■ **Assignment**: Copy the rows verbatim, beginning with the first line and ending after the line that contains "box: [0, 3, 148, 89]".

■ **Dataset extract**:
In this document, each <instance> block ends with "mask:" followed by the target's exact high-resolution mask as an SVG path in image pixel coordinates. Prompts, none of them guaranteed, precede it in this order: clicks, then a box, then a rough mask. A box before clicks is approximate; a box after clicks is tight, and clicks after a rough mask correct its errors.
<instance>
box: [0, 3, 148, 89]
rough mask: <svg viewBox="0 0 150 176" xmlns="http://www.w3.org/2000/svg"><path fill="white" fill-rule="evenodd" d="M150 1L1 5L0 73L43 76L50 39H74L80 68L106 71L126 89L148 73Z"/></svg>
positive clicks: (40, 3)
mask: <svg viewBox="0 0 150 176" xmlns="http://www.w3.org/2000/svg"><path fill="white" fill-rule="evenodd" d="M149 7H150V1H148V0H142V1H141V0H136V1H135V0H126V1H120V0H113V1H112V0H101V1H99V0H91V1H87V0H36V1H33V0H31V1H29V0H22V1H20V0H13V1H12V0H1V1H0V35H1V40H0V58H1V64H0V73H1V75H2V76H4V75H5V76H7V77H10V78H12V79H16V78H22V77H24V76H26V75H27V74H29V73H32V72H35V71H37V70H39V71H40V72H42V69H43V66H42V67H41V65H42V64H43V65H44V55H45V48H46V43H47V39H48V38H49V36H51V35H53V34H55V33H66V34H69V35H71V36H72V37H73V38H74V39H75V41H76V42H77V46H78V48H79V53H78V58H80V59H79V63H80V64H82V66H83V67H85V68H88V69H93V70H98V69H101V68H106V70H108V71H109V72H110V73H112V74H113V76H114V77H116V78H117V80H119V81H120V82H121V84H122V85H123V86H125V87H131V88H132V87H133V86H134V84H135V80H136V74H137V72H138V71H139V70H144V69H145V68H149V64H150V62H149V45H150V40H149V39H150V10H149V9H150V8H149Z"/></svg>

■ **Answer to this exercise**:
In this document, each <instance> block ends with "mask:" followed by the target's exact high-resolution mask as an SVG path in image pixel coordinates. Prompts, none of them guaranteed, precede it in this order: clicks, then a box, then a rough mask. A box before clicks is approximate; a box after clicks is tight, and clicks after a rough mask correct its errors.
<instance>
box: [0, 3, 148, 89]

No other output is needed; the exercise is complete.